- GIVEN REQUEST 1: In the wine blog post below, why did the writer drop Vermont from the search for a native wine? Answer in one to three sentences.

- TEXT SEGMENT:
Wine Blogging Wednesday #37: Drinking the 2005 Bodegas Viña Godeval Godello

I wanted to look long and hard for an interesting wine made from a lesser-known varietal. A wine made from only one type of grape that, ideally, is hard to pronounce and comes from deep in the hills of Spain, or Greece, or maybe even Vermont. But then I scratched Vermont off my list because their wines seem to come from apples rather than grapes. So instead, I focused on Spain and went in search of a wine that was new to me and true to the spirit of Wine Blogging Wednesday #37: Go Native!

So I went native. Like, totally. Super native. Way out there. And I managed to pick a wine that, hopefully, nobody else chose too.

After consulting with Catherine at The Spanish Table, I picked a bottle of the 2005 Bodegas Viña Godeval Godello, made from 100% Godello grapes. You might wonder, “Godello?” Yes, Godello, pronounced “go-day-oh.” The Godello grape is a native of Galicia, the region of Spain where you find D.O. Rías Baixas, an appellation that is famous for its white wines. They speak Galego in Galicia and they drink Godello…confused? I was at first too. But then I found this decent overview of Galicia, including the wines of Galicia. It’s worth a read until you get to the part where they talk about “elaborating” white wines. And then I got confused again. Keep reading, it gets better.

The Romans enjoyed a good Godello wine, apparently; this green grape produces fragrant white wines that Catherine at TST described in terms of fir tree needles and honey. I like those two things well enough that I was sold on the Godello. Plus, it’s another check on my path to the Wine Century club! Sweet.

This particular Godello release comes from a winery built inside an historic monastery: San Miguel de Xagoaza. I love that name, it’s so evocative compared to, say, St. Francis. Nothing against St. Francis, of course. Bodegas Viña Godeval rebuilt this monastery, which sits in the Denominación de Origen (D.O.) of Valdeorras, a name that translates into “Valley of Gold” according to Wikipedia. Godello has been back in this area, grafted onto US rootstock this time, since the 1970s.

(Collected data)
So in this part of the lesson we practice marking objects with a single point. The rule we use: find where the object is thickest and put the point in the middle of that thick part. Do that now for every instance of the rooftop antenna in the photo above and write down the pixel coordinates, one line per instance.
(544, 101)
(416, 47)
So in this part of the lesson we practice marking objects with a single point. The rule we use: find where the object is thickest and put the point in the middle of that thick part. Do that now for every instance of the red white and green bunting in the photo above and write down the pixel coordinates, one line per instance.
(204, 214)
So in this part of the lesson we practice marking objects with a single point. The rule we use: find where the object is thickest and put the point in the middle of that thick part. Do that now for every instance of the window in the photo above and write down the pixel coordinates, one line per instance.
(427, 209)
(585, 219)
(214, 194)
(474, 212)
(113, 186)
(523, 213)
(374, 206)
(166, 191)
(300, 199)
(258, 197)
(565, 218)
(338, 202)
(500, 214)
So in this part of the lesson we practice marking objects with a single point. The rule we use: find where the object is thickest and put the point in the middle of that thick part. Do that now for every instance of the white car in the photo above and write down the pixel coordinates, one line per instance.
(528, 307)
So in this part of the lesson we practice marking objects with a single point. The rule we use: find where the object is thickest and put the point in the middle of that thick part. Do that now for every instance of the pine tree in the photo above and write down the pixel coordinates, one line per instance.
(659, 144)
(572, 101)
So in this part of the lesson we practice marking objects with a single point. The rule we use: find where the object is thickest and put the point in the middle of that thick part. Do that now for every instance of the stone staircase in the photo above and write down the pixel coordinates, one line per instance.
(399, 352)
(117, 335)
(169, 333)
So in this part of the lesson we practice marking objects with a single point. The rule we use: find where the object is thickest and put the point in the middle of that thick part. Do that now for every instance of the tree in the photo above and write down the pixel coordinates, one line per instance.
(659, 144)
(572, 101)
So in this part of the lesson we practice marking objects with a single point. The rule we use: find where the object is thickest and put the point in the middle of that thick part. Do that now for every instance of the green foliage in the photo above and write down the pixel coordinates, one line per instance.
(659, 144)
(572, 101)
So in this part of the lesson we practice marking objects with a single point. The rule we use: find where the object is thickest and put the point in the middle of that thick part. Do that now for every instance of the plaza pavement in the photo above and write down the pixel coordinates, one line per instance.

- GIVEN REQUEST 2: Pull out every line of the listing above that contains the string "green".

- EXERCISE RESPONSE 1: The writer crossed Vermont off the list because its wines seem to come from apples rather than grapes. The search was for a wine made from a single type of grape.

- EXERCISE RESPONSE 2:
So in this part of the lesson we practice marking objects with a single point. The rule we use: find where the object is thickest and put the point in the middle of that thick part. Do that now for every instance of the red white and green bunting in the photo above and write down the pixel coordinates, one line per instance.
So in this part of the lesson we practice marking objects with a single point. The rule we use: find where the object is thickest and put the point in the middle of that thick part. Do that now for every instance of the green foliage in the photo above and write down the pixel coordinates, one line per instance.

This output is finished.